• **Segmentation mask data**
++++++

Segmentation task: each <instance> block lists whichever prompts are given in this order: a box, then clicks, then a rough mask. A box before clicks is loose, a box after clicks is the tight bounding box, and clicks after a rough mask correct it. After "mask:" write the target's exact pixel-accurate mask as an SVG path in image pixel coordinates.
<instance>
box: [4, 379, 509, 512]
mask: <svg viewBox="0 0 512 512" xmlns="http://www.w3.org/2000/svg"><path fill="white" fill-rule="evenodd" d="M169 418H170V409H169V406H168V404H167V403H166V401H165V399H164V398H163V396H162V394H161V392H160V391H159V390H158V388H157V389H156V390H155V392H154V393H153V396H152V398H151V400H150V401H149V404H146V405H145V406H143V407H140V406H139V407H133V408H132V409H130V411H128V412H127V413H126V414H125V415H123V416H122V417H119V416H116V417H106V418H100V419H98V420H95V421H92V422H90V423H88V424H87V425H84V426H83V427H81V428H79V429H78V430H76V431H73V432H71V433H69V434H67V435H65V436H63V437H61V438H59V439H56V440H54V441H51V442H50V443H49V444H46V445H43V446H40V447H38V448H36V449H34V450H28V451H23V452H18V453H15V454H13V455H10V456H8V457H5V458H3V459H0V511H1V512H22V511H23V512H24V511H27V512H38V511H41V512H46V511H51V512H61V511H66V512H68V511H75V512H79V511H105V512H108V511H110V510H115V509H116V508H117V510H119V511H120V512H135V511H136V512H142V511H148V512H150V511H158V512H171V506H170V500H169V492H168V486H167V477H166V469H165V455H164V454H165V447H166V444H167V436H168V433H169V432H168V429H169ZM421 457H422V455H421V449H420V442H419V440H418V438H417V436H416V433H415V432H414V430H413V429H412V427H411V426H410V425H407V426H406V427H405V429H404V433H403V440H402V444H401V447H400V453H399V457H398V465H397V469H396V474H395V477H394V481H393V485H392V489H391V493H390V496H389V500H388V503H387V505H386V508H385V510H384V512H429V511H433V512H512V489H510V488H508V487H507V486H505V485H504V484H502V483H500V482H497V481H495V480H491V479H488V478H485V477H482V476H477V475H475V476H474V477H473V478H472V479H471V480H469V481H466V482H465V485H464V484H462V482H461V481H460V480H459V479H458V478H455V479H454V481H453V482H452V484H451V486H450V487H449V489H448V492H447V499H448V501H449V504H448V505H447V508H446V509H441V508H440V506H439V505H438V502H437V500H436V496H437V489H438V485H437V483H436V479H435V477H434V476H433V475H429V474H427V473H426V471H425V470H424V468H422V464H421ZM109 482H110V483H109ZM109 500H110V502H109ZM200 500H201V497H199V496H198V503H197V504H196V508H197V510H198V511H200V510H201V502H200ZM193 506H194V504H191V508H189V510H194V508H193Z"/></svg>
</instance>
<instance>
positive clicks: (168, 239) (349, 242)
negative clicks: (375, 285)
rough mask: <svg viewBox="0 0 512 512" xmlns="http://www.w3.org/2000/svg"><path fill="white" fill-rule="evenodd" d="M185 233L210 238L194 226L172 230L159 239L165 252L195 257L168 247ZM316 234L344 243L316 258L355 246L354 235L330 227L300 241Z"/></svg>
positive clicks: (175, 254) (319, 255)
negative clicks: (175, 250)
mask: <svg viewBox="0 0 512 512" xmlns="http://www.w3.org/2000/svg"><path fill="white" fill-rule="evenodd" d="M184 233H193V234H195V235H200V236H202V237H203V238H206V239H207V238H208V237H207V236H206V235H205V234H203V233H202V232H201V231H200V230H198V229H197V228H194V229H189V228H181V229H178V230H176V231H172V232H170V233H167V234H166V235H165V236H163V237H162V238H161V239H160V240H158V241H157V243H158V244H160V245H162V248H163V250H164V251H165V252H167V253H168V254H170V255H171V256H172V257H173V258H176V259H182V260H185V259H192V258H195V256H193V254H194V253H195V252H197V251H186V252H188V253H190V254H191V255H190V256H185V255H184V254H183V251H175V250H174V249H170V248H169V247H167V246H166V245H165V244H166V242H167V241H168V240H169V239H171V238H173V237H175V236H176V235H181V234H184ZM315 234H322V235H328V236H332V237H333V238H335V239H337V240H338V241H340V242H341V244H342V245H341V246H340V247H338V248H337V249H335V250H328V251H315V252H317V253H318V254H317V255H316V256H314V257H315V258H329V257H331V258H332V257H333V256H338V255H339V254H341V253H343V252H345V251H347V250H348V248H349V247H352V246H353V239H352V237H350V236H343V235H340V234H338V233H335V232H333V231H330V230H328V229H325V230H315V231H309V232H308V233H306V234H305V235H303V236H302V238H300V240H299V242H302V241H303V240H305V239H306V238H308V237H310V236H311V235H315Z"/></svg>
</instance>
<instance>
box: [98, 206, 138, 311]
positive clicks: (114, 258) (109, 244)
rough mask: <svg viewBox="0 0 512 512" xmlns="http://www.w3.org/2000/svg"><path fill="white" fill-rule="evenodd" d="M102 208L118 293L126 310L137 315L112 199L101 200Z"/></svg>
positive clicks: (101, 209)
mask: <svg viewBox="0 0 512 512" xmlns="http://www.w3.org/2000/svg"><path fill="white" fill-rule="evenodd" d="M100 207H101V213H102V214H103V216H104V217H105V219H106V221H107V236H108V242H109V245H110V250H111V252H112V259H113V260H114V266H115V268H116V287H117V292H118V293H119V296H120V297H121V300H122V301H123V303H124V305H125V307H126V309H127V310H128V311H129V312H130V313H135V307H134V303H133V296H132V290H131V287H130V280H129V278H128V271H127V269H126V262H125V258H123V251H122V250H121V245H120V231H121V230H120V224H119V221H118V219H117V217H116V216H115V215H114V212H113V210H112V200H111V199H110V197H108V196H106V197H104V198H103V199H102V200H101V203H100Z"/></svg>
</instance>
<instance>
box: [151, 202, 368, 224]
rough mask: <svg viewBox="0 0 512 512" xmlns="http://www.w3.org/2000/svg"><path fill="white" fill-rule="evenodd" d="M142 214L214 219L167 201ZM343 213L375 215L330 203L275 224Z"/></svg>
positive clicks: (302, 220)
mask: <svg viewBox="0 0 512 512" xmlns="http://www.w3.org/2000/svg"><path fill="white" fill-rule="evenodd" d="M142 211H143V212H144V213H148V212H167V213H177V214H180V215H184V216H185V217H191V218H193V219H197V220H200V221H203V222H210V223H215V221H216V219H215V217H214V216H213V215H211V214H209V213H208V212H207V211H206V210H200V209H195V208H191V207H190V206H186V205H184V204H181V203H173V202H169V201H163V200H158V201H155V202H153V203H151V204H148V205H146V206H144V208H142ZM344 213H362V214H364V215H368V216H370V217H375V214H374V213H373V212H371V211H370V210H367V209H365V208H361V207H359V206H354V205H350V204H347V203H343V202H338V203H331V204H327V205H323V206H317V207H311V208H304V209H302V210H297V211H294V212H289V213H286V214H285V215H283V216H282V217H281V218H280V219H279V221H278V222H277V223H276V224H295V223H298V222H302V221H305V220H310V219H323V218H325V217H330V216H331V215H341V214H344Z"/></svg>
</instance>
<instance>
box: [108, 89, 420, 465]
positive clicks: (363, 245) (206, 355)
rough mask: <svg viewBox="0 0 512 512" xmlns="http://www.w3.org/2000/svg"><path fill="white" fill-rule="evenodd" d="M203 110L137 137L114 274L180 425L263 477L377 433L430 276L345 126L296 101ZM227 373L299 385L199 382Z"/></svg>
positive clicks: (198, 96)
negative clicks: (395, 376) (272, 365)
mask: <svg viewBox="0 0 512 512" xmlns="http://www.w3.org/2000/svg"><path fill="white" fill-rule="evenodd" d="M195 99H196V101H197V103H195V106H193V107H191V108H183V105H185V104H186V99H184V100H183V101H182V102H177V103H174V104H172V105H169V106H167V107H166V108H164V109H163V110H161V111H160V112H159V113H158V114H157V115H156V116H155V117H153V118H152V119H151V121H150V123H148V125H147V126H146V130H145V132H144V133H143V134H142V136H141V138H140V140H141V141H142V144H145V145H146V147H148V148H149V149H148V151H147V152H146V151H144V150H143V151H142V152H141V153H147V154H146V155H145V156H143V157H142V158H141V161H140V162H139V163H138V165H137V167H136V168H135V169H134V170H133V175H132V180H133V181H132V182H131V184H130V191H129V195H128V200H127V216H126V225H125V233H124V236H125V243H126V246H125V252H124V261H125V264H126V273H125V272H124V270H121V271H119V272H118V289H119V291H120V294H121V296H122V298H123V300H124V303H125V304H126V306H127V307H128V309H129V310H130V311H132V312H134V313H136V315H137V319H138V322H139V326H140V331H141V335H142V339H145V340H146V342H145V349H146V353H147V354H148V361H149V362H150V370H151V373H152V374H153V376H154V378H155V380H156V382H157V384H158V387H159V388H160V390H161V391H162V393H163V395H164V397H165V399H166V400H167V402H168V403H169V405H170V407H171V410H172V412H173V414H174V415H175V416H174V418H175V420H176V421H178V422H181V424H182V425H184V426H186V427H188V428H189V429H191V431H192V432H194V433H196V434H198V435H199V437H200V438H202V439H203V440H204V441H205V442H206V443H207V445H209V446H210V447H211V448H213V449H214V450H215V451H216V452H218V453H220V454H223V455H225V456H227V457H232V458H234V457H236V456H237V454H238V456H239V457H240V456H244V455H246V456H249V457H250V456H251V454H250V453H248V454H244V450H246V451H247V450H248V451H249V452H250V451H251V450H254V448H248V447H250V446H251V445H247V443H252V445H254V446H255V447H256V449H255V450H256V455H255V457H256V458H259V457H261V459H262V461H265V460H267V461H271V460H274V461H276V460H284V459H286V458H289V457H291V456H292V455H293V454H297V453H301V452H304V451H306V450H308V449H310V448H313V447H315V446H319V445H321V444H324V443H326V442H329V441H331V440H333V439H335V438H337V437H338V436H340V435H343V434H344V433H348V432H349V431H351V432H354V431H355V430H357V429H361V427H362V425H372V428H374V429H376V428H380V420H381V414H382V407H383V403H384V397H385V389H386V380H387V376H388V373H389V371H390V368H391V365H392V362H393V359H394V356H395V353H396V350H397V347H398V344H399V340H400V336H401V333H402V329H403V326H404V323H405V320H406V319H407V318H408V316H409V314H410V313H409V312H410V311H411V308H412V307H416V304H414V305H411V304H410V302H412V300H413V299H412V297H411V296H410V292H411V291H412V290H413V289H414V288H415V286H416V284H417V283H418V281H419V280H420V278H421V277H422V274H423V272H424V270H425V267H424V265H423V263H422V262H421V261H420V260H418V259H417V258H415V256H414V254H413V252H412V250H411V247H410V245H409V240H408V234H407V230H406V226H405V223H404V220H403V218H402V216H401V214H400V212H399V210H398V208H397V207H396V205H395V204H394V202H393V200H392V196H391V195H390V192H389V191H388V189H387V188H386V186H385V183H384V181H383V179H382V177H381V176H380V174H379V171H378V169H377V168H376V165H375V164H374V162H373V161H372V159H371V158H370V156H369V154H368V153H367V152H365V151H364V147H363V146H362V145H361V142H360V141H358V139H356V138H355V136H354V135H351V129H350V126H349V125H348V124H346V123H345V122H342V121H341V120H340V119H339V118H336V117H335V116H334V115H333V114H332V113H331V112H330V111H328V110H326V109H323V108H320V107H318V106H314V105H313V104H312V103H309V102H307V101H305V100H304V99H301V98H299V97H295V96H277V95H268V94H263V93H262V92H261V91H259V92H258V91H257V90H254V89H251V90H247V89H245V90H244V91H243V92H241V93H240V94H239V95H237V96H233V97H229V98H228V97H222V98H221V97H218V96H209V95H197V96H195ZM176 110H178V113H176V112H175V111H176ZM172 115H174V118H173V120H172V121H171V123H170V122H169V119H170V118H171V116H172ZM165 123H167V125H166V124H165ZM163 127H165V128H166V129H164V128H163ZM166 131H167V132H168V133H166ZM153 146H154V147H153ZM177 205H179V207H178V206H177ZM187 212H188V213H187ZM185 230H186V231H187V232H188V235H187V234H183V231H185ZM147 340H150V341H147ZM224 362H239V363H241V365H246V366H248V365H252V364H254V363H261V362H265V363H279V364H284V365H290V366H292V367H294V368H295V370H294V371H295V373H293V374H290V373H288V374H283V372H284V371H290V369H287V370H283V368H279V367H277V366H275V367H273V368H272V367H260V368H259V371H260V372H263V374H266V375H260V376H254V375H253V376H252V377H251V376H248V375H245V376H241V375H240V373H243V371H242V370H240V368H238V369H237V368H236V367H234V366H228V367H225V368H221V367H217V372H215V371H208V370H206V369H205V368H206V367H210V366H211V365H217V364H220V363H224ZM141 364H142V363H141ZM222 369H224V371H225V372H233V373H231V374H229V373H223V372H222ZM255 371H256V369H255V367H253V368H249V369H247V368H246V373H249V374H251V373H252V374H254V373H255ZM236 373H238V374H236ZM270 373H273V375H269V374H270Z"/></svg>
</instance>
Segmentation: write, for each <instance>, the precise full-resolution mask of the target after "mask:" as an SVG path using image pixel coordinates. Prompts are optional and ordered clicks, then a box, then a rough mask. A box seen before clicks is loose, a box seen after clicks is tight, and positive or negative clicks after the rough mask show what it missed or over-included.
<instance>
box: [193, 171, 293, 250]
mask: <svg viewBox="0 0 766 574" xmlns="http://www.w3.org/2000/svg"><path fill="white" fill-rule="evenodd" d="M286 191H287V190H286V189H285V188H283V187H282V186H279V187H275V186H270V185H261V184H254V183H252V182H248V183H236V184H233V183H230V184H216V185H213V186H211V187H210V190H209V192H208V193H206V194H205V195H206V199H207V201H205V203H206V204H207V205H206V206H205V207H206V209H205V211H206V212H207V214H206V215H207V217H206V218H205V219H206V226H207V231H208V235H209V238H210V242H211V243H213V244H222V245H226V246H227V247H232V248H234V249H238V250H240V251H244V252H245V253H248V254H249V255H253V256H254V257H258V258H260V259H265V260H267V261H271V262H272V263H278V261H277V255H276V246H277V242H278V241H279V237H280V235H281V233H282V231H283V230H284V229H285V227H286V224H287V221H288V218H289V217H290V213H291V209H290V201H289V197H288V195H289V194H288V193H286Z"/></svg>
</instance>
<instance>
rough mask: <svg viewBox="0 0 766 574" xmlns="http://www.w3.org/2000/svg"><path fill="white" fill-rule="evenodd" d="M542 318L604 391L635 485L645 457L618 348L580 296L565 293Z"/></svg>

++++++

Starting at the line above that holds "positive clicks: (114, 258) (109, 244)" and ending at the line that holds "positive clicks: (363, 245) (206, 355)", transcribe each line exactly and include no other lines.

• **EXERCISE SOLUTION**
positive clicks: (114, 258) (109, 244)
rough mask: <svg viewBox="0 0 512 512" xmlns="http://www.w3.org/2000/svg"><path fill="white" fill-rule="evenodd" d="M102 208L118 293L126 310L137 315L112 199L101 200Z"/></svg>
positive clicks: (101, 209)
mask: <svg viewBox="0 0 512 512" xmlns="http://www.w3.org/2000/svg"><path fill="white" fill-rule="evenodd" d="M100 207H101V213H102V214H103V216H104V217H105V219H106V221H107V236H108V242H109V245H110V250H111V252H112V259H113V260H114V266H115V268H116V287H117V292H118V293H119V296H120V297H121V300H122V301H123V303H124V305H125V307H126V309H127V310H128V311H129V312H130V313H135V307H134V303H133V296H132V290H131V287H130V280H129V278H128V271H127V269H126V262H125V258H123V251H122V250H121V245H120V231H121V230H120V224H119V221H118V219H117V217H116V216H115V215H114V212H113V210H112V200H111V199H110V197H108V196H106V197H104V198H103V199H102V200H101V203H100Z"/></svg>
</instance>
<instance>
box: [151, 202, 368, 224]
rough mask: <svg viewBox="0 0 512 512" xmlns="http://www.w3.org/2000/svg"><path fill="white" fill-rule="evenodd" d="M142 214L214 219L167 201ZM343 213L375 215L330 203L275 224Z"/></svg>
positive clicks: (302, 220)
mask: <svg viewBox="0 0 512 512" xmlns="http://www.w3.org/2000/svg"><path fill="white" fill-rule="evenodd" d="M142 211H143V212H144V213H148V212H167V213H177V214H180V215H184V216H185V217H191V218H193V219H197V220H200V221H203V222H210V223H215V221H216V219H215V217H214V216H213V215H211V214H209V213H208V212H207V211H206V210H200V209H195V208H191V207H190V206H186V205H184V204H181V203H173V202H169V201H163V200H158V201H155V202H153V203H151V204H148V205H146V206H144V208H142ZM344 213H362V214H364V215H368V216H370V217H375V214H374V213H373V212H371V211H370V210H367V209H365V208H361V207H359V206H354V205H350V204H347V203H343V202H338V203H331V204H327V205H323V206H317V207H311V208H304V209H302V210H297V211H294V212H289V213H286V214H285V215H283V216H282V217H281V218H280V219H279V221H278V222H277V223H276V224H295V223H298V222H302V221H305V220H310V219H323V218H325V217H330V216H331V215H341V214H344Z"/></svg>
</instance>
<instance>
box: [108, 89, 420, 465]
positive clicks: (363, 245) (206, 355)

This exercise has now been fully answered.